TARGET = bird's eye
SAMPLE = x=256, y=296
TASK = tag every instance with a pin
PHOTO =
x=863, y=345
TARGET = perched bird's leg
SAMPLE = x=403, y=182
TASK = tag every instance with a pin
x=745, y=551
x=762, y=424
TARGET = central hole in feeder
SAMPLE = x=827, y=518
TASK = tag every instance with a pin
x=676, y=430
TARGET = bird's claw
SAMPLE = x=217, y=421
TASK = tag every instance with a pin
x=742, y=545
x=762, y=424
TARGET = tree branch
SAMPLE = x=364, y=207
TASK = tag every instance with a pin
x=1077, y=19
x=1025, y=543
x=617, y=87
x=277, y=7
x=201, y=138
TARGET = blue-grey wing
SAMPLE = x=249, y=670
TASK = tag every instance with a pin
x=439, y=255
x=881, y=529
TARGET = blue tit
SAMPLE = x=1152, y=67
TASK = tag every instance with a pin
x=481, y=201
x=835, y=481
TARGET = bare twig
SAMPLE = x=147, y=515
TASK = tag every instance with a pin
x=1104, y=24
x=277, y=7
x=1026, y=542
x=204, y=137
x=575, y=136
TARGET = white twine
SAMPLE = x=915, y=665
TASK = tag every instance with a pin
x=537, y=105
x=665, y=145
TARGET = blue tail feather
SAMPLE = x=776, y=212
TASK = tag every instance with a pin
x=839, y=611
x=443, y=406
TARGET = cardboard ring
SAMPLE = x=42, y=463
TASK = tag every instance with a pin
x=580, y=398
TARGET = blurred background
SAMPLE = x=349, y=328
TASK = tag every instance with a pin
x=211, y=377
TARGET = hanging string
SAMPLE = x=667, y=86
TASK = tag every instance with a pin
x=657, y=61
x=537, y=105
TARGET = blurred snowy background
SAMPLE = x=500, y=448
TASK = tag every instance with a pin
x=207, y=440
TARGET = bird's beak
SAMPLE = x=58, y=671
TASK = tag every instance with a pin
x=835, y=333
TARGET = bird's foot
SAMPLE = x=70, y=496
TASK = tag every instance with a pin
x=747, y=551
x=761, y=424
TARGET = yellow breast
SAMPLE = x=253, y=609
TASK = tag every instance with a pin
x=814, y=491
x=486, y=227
################
_Exercise details_: Filter the entries down to the lines with the word "background" in them.

_Output of the exercise_:
TARGET = blurred background
TARGET = blurred snowy background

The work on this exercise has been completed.